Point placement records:
# # # # #
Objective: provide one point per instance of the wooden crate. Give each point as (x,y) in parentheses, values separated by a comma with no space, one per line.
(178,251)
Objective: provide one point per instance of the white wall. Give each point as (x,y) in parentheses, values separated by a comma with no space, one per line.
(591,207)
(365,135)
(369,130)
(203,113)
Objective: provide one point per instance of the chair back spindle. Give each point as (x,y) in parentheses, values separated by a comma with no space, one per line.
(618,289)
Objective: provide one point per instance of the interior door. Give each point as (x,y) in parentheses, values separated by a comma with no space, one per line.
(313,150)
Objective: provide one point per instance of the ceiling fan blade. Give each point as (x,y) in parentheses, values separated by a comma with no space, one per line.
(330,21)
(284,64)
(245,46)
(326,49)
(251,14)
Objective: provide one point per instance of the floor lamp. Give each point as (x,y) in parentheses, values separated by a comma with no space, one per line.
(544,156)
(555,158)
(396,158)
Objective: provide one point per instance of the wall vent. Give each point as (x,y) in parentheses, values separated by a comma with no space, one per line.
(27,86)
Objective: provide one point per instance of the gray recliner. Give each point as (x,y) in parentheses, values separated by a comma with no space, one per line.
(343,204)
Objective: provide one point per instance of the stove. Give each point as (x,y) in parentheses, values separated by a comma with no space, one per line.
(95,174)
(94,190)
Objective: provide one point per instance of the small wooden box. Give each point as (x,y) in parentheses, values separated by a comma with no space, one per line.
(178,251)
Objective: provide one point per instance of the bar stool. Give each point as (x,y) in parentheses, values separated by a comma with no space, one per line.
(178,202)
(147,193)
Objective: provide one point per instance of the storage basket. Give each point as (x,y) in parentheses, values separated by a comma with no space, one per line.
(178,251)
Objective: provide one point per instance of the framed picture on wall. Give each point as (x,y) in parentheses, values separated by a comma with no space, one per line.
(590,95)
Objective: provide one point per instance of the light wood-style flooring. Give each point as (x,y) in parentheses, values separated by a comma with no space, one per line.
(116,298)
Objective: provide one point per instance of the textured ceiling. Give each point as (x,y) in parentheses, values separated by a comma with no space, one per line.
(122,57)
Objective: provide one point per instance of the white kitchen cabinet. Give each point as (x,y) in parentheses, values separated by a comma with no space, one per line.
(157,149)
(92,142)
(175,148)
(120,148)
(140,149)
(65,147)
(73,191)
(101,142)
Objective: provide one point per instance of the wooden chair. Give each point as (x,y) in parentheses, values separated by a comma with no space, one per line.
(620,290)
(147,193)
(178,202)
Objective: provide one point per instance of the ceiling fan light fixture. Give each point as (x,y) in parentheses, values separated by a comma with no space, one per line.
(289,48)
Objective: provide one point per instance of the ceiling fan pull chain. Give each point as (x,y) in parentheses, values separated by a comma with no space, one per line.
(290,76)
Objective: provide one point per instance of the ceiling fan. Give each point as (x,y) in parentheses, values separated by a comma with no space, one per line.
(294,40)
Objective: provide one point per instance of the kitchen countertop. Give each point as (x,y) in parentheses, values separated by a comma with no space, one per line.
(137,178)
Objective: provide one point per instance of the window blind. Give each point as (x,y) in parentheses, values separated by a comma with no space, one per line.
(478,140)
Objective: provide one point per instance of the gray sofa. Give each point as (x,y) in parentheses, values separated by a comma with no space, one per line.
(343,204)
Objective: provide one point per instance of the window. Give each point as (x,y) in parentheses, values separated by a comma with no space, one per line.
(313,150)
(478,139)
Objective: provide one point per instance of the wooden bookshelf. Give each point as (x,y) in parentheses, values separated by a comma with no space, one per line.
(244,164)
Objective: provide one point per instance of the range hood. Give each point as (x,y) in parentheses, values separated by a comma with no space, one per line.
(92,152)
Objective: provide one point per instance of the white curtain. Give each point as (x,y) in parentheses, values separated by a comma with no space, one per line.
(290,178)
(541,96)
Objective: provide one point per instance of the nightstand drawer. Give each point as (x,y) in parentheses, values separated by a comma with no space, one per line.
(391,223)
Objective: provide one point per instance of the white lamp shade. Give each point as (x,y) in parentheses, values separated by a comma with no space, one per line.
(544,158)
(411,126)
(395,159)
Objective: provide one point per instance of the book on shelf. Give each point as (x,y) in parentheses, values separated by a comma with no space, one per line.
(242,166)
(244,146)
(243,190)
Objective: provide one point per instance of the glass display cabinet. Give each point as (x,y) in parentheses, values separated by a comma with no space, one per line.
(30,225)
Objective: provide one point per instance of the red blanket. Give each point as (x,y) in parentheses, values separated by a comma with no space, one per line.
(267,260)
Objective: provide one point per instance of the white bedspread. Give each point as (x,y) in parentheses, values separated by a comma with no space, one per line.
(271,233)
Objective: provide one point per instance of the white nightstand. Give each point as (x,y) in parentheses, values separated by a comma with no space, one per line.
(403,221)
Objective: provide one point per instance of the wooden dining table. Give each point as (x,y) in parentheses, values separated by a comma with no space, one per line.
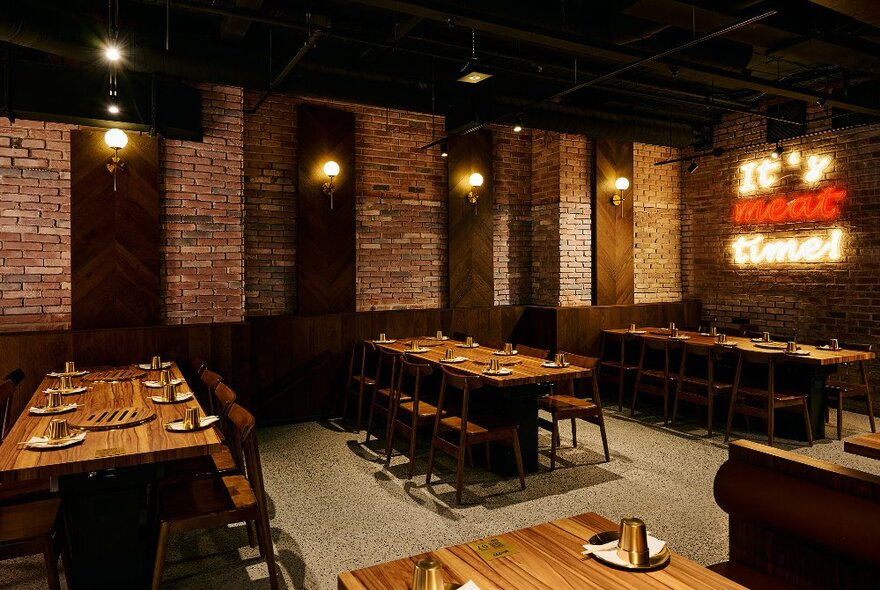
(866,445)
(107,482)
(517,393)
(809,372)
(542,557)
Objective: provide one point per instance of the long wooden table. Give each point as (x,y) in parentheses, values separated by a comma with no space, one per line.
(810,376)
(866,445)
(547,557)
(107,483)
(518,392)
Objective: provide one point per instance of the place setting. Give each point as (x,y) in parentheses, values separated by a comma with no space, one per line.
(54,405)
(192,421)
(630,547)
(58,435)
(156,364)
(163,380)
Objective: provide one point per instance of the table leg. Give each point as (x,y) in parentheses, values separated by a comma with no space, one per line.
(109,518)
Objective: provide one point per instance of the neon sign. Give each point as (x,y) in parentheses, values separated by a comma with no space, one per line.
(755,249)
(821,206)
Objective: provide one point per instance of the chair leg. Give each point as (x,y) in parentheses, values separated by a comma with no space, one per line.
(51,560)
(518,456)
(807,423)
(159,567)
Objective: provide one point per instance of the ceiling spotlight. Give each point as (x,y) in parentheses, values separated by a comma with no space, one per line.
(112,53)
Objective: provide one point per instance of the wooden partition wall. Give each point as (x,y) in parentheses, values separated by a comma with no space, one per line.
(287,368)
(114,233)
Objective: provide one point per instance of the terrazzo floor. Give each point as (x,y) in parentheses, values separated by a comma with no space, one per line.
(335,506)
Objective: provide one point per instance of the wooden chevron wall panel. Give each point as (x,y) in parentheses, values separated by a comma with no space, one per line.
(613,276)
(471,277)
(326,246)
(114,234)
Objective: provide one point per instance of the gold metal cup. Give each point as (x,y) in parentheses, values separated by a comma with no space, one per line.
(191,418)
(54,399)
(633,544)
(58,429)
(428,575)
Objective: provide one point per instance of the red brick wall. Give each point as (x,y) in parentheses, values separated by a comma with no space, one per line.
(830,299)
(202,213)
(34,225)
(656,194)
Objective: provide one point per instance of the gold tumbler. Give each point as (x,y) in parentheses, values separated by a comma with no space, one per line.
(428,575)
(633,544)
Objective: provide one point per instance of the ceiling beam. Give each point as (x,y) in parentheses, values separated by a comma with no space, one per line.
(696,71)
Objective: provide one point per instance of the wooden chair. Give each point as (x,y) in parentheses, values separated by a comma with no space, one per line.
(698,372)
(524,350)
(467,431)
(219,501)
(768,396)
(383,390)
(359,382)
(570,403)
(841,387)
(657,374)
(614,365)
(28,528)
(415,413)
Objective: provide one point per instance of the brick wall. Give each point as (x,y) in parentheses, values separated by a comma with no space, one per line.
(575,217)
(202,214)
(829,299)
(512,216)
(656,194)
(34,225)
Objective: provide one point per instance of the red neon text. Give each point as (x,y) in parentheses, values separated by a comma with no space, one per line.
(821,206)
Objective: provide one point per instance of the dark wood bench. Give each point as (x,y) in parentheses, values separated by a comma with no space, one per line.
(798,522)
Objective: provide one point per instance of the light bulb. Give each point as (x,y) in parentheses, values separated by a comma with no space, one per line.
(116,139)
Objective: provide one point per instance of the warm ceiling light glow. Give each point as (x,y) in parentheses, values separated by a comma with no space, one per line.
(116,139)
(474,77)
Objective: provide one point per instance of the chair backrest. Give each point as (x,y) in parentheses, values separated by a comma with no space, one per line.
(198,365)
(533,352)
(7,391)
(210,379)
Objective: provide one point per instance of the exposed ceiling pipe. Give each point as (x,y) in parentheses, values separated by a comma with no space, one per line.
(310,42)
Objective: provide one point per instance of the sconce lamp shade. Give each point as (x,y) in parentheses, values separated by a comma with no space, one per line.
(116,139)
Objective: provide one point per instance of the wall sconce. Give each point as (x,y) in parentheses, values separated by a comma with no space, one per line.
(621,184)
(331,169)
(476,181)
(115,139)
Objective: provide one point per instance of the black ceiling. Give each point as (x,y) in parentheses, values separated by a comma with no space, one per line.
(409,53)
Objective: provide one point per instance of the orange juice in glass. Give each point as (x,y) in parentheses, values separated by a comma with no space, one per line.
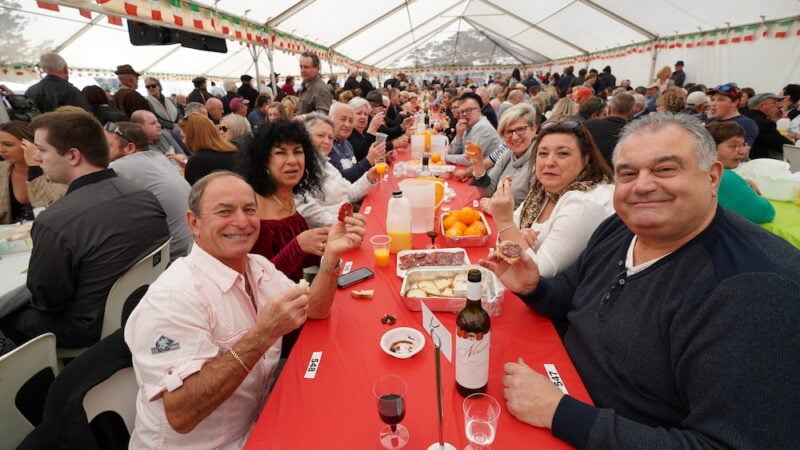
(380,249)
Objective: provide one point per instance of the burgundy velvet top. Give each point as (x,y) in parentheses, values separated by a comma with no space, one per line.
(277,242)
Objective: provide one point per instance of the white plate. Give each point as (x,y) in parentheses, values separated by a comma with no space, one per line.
# # # # #
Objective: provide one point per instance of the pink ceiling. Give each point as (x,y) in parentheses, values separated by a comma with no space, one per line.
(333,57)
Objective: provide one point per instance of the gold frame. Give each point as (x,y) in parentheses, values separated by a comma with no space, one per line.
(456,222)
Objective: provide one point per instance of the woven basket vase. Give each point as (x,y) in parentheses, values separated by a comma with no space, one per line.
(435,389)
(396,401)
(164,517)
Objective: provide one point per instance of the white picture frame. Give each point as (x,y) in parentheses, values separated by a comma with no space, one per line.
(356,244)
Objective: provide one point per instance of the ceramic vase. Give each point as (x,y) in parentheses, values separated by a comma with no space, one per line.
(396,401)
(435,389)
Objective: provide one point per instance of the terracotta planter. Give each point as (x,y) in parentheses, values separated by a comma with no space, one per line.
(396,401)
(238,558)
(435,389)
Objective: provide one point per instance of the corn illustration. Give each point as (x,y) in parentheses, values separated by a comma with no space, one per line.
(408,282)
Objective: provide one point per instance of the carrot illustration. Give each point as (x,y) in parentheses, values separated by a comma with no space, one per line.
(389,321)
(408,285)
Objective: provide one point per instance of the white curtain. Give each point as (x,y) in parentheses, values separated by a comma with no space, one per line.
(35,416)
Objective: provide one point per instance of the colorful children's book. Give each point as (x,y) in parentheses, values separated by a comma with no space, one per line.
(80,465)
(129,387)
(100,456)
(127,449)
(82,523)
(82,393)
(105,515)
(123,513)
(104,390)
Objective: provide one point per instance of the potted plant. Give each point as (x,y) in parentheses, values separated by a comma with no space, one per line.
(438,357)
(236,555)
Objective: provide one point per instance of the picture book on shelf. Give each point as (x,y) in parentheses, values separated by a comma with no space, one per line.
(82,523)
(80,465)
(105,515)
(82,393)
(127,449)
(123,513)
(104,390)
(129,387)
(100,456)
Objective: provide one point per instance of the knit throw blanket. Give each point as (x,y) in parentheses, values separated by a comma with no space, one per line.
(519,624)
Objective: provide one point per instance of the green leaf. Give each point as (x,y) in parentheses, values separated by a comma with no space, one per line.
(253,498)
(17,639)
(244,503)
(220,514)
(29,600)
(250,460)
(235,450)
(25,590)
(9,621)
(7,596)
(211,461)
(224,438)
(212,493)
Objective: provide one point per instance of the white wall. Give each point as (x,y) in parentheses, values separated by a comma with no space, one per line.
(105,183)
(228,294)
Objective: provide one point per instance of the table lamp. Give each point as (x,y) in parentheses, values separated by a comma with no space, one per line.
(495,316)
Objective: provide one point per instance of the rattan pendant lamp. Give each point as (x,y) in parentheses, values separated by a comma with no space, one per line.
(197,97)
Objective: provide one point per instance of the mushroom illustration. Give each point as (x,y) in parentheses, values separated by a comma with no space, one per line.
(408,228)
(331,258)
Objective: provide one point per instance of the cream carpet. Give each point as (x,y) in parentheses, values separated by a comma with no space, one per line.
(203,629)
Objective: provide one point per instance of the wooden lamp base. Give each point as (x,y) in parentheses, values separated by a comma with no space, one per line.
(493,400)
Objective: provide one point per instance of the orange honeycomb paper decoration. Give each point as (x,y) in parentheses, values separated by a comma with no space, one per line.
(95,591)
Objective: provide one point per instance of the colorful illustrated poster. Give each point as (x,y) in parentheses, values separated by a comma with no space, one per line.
# # # # #
Return every line of the records above that contains the word "window".

--- Result of the exercise ---
Objective: provide one point per instance of the window blind. Give each point as (x,y) in parentheses, values separated by a comma with no space, one per line.
Objective: provide one point per instance of the window. Give each point as (x,y) in parentheses, values separated by a comma with no space, one per line.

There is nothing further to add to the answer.